_The task:_ Return, exactly and in full, the lines of the records below starting at the one with "Would you be able to indicate the louvred" and ending at the one with "Would you be able to indicate the leaning", and no other lines.

_Input for this task:_
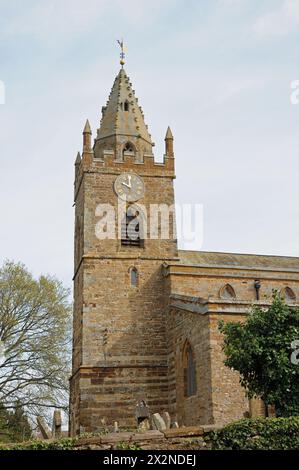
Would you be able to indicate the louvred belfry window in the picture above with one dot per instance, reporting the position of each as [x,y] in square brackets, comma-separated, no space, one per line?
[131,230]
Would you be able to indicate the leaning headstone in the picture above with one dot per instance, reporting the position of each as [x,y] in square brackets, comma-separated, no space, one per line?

--

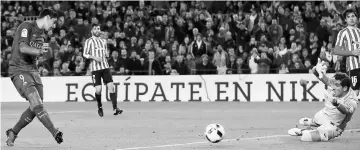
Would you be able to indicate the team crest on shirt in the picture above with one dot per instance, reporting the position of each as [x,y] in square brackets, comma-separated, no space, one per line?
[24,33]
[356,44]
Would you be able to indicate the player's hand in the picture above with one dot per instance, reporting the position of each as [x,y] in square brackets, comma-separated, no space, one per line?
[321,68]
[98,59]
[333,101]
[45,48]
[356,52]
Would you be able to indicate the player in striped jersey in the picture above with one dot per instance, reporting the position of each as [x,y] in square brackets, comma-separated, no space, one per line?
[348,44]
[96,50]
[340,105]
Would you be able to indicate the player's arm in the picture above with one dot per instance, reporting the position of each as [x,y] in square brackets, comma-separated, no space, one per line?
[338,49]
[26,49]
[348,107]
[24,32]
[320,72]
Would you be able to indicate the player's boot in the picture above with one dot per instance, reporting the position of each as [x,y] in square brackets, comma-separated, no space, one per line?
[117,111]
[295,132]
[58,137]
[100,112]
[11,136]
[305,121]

==

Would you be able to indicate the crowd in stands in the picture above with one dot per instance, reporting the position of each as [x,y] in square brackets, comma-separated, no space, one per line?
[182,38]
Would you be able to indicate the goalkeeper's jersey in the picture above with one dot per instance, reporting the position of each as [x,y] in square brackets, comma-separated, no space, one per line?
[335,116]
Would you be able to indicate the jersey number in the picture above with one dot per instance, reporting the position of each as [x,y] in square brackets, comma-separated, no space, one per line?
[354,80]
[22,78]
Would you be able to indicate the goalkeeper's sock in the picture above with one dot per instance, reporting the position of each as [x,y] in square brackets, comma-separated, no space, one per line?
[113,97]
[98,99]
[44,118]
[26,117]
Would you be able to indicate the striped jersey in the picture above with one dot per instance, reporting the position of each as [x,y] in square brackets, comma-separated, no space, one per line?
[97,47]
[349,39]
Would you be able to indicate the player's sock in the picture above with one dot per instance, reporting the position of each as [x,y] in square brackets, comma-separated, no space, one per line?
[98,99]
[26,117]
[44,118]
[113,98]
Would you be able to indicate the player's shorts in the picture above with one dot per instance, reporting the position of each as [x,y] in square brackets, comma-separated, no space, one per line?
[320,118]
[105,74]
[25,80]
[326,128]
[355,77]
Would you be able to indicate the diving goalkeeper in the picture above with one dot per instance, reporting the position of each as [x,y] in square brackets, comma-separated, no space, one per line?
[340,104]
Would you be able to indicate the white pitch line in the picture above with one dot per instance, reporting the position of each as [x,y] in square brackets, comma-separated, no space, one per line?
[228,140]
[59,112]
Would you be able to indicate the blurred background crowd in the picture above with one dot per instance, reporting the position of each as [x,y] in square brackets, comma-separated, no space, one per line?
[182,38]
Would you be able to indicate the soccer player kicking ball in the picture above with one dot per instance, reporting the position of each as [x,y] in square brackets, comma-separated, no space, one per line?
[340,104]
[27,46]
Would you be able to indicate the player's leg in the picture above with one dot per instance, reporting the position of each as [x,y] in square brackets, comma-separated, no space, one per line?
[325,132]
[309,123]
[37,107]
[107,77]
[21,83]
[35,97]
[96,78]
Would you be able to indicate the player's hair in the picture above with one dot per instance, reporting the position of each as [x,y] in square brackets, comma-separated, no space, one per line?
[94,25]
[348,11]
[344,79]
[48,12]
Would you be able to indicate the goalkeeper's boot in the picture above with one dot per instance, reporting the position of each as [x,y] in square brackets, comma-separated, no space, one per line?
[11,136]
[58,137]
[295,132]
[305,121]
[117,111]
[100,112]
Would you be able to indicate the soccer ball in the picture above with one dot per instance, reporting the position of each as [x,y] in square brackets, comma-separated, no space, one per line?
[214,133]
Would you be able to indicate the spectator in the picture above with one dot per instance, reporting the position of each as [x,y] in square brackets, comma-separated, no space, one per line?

_Written reply:_
Would you be able to indicate the louvred belfry window in the picture above with one dot per instance, reporting the position of each as [x,y] in square brackets, comma-separated, no space, one per line?
[131,230]
Would you be able to indicate the leaning headstone in the picture above with one dot per instance, reporting the position of each as [x,y] in square brackets, comma-separated, no space, one per line?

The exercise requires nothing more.